Does anyone know why this is the case? When expanding an array which is getting full this will result in a far smaller capacity gain than desired.

Let's assume we are using 5x 10TB disks which are 90% full. Before the process, each disk will contain 5.4TB of data, 3.6TB of parity, and 1TB of free space. After the process and converting it to 6x 10TB, each disk will contain 4.5TB of data, 3TB of parity, and 2.5TB of free space. We can fill this free space with 1.66TB of data and 0.83TB of parity per disk - after which our entire array will contain 36.96TB of data.

If we made a new 6-wide Z2 array, it would be able to contain 40TB of data - so adding a disk this way made us lose over 3TB in capacity! Considering the process is already reading and rewriting basically the entire array, why not recalculate the parity as well?




> Does anyone know why this is the case? > Considering the process is already reading and rewriting basically the entire array, why not recalculate the parity as well?

IANA expert but my guess is -- because, here, you don't have to modify block pointers, etc.

GIVEN DATA
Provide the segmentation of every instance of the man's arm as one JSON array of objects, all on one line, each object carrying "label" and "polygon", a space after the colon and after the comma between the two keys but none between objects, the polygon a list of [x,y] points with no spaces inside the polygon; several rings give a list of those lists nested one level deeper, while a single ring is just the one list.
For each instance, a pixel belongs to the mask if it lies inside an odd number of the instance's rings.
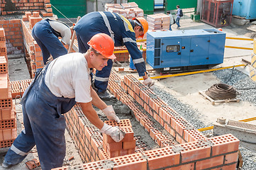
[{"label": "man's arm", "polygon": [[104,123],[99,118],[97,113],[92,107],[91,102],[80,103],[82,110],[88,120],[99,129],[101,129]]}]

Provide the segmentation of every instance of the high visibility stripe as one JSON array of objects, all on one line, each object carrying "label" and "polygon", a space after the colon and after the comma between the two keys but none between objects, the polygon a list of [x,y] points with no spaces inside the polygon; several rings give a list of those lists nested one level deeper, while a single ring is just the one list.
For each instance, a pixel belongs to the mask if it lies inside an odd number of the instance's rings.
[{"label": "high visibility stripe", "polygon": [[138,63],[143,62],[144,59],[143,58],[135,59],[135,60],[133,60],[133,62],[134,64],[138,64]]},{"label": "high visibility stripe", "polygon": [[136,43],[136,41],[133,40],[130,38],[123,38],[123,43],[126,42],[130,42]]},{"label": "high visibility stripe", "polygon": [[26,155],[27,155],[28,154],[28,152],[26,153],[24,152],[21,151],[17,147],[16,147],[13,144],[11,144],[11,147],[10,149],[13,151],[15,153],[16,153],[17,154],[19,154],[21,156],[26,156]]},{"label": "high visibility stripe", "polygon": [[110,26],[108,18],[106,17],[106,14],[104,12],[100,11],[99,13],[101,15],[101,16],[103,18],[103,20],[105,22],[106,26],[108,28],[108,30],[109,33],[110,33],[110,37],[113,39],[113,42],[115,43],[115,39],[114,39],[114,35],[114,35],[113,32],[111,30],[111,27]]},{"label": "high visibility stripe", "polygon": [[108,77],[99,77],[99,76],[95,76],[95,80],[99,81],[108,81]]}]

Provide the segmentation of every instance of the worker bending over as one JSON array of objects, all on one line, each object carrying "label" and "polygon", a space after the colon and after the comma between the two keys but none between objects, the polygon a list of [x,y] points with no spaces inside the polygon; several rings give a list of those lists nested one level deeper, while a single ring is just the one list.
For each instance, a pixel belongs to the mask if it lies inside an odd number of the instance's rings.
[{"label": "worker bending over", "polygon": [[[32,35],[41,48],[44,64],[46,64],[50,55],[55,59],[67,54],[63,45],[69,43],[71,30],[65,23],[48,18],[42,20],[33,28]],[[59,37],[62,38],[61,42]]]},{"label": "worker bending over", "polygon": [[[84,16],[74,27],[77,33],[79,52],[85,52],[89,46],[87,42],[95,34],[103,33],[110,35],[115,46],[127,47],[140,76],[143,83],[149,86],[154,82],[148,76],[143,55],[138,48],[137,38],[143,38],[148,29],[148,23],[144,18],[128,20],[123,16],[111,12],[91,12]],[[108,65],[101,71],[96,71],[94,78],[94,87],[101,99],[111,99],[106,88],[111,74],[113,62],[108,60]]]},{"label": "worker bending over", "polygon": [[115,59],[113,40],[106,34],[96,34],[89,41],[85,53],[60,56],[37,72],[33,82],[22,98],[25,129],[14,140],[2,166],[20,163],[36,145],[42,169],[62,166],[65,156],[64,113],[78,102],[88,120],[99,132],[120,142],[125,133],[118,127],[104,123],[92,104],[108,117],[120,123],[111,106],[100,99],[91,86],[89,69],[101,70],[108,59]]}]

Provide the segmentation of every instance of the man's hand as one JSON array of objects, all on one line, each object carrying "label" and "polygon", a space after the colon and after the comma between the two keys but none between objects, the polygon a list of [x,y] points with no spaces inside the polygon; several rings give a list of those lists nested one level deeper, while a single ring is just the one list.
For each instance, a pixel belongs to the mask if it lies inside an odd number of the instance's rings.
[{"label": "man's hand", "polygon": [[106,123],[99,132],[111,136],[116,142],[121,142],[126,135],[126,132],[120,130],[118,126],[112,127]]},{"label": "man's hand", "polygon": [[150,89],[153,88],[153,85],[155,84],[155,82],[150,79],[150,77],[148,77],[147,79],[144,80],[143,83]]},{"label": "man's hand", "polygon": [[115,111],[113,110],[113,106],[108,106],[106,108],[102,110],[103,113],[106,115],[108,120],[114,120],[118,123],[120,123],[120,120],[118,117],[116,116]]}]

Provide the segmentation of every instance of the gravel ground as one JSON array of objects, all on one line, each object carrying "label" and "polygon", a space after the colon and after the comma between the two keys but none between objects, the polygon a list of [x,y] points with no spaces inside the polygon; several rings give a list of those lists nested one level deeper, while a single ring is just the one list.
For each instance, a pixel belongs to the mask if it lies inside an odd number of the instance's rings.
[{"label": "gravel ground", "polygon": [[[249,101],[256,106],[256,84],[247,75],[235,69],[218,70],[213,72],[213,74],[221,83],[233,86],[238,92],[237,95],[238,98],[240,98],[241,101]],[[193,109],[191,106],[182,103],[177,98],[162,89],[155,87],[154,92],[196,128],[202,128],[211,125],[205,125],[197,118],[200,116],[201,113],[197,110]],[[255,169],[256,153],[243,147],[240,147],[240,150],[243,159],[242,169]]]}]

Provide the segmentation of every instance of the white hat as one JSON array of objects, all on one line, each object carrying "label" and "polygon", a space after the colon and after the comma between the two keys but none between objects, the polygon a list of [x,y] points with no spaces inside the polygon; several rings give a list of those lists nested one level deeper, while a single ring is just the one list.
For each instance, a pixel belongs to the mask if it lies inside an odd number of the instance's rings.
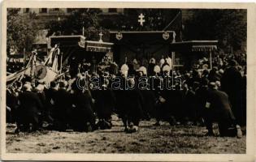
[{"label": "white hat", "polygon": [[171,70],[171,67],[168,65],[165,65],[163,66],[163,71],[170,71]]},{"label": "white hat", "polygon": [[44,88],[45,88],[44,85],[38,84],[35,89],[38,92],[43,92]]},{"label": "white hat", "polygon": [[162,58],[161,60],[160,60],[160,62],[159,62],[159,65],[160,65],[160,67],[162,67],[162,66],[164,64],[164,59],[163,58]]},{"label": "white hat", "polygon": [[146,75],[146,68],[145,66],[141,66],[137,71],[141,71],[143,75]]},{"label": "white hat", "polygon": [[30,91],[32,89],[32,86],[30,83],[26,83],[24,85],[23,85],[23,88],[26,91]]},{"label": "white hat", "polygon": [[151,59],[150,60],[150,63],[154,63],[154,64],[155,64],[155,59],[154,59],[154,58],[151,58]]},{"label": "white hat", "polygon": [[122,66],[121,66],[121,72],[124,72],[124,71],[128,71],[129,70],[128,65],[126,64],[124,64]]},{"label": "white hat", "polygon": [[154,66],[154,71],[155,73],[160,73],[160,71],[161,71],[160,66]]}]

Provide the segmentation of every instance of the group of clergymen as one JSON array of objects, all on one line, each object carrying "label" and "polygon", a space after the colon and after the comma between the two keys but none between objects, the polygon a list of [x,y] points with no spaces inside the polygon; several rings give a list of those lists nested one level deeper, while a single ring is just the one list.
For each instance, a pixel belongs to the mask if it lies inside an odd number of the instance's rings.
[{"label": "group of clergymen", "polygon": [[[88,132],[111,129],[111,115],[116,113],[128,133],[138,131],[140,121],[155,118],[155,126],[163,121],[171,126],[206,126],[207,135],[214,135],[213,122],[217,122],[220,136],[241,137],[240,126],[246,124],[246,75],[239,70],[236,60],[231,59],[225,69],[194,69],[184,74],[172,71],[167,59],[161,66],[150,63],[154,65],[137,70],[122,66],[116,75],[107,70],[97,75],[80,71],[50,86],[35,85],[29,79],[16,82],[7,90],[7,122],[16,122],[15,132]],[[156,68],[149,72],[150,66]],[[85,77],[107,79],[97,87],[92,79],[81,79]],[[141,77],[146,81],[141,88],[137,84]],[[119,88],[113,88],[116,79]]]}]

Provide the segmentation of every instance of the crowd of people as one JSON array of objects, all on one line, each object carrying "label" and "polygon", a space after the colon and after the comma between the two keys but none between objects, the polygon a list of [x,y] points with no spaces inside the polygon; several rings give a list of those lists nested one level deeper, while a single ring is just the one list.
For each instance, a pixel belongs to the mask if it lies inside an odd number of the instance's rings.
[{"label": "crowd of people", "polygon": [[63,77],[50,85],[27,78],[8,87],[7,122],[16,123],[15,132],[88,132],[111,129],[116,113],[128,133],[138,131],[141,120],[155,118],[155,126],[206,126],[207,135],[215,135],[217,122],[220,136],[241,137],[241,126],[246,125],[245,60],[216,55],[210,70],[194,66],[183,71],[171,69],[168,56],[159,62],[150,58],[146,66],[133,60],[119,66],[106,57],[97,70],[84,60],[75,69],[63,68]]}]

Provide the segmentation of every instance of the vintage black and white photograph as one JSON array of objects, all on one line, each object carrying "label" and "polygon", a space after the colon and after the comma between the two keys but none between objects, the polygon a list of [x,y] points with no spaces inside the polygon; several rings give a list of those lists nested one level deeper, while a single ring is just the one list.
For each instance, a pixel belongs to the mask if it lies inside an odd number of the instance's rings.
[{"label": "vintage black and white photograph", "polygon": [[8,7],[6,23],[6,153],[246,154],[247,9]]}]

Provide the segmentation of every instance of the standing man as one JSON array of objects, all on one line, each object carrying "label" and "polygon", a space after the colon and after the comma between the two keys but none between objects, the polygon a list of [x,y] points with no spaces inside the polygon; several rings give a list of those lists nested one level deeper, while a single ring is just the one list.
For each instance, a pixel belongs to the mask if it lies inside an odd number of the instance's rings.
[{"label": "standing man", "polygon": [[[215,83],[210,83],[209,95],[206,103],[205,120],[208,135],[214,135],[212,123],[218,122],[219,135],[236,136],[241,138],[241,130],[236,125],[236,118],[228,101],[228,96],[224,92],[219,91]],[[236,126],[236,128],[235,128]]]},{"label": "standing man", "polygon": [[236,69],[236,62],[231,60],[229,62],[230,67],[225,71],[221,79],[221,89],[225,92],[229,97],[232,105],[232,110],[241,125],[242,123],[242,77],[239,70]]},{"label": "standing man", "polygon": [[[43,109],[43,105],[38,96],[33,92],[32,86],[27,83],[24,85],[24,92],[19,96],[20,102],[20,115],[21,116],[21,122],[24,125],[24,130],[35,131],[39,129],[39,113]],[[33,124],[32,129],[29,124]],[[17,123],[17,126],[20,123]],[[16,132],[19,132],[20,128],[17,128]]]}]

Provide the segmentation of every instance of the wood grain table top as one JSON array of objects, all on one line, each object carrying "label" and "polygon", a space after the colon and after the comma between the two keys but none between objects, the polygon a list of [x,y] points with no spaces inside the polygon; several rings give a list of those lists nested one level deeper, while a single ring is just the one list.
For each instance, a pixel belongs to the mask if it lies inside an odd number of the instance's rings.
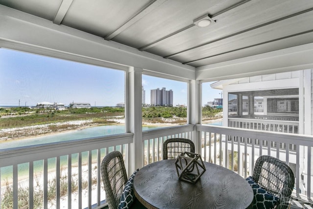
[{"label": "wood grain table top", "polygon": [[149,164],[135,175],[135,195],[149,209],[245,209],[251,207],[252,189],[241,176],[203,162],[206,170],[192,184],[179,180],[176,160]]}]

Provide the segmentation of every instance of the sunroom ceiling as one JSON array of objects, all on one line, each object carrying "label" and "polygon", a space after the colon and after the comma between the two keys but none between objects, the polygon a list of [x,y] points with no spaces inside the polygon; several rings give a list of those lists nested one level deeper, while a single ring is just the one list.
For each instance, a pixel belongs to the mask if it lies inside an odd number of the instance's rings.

REQUEST 1
Check each statement against the array expansion discussion. Answer yes or no, and quote the words that decide it.
(a) Before the process, each disk holds 1TB of free space.
(b) A new 6-wide Z2 array could hold 36.96TB of data.
(c) The example uses disks that are 90% full.
REQUEST 2
Repeat a passage of the array expansion discussion word for word, beginning at the words "Let's assume we" and stopping after "36.96TB of data.".
Rely only on the array expansion discussion, not on the records.

TASK RESPONSE 1
(a) Yes: "each disk will contain 5.4TB of data, 3.6TB of parity, and 1TB of free space"
(b) No: "If we made a new 6-wide Z2 array, it would be able to contain 40TB of data"
(c) Yes: "Let's assume we are using 5x 10TB disks which are 90% full."

TASK RESPONSE 2
Let's assume we are using 5x 10TB disks which are 90% full. Before the process, each disk will contain 5.4TB of data, 3.6TB of parity, and 1TB of free space. After the process and converting it to 6x 10TB, each disk will contain 4.5TB of data, 3TB of parity, and 2.5TB of free space. We can fill this free space with 1.66TB of data and 0.83TB of parity per disk - after which our entire array will contain 36.96TB of data.